▶ INSTRUCTIONS FOR THE TASK: Please copy, word for word, the line that contains "Phrase: surfer's leg" and every line after it through the end of the records, and nothing more.

▶ RECORDS SUPPLIED:
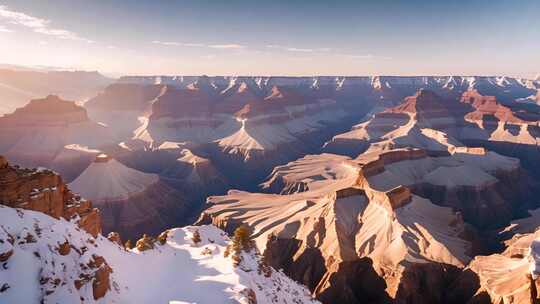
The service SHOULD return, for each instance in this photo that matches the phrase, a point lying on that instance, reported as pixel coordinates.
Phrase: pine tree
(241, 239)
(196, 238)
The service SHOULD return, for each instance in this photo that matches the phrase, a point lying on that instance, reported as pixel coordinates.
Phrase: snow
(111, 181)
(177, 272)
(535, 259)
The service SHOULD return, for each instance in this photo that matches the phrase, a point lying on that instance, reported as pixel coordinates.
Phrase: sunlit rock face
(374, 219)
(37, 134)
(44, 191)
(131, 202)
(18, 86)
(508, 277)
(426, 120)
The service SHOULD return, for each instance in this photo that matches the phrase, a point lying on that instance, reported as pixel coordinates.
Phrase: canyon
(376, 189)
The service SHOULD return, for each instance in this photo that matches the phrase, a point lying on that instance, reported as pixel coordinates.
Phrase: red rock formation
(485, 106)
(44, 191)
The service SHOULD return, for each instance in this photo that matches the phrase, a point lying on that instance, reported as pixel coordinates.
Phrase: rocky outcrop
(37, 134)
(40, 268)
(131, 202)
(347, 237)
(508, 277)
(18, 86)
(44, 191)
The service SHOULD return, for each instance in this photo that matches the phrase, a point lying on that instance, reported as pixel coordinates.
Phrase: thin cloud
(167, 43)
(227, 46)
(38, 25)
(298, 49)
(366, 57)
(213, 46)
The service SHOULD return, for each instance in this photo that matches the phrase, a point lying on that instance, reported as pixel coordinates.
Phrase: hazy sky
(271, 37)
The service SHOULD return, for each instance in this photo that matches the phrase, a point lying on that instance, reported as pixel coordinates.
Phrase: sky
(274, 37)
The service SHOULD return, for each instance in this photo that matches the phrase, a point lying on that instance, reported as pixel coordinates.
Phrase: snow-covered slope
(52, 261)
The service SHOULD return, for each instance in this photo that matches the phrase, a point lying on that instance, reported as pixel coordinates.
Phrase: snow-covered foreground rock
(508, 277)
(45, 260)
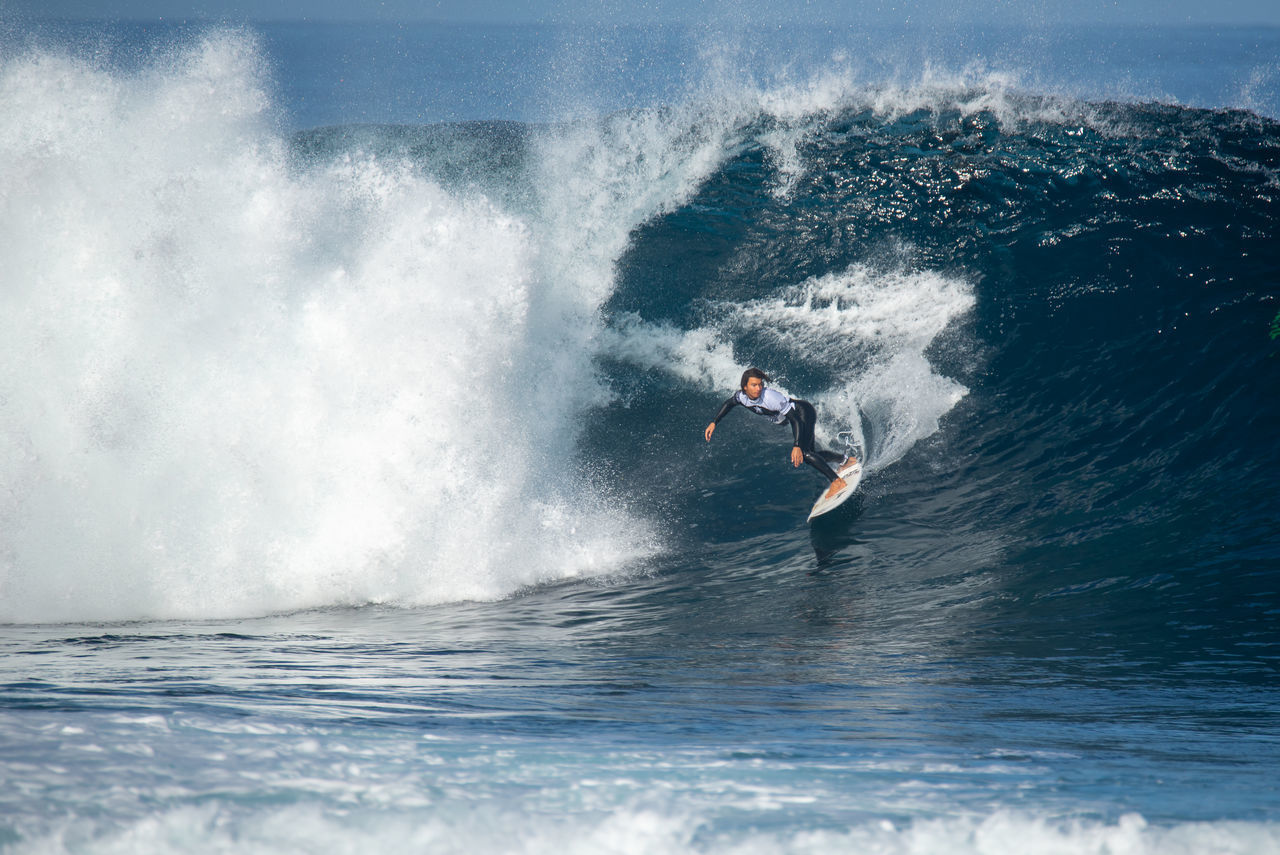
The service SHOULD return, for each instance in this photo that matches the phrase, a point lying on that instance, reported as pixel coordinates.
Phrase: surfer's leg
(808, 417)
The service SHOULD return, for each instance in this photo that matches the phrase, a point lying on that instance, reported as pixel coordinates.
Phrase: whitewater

▶ THE ANSWER:
Phrase: surfer's leg
(808, 417)
The service SHOULD return, for each instance in this photo that matches the phrase, a point lying on that instance, reported as pixel coordinates.
Phrase: whitewater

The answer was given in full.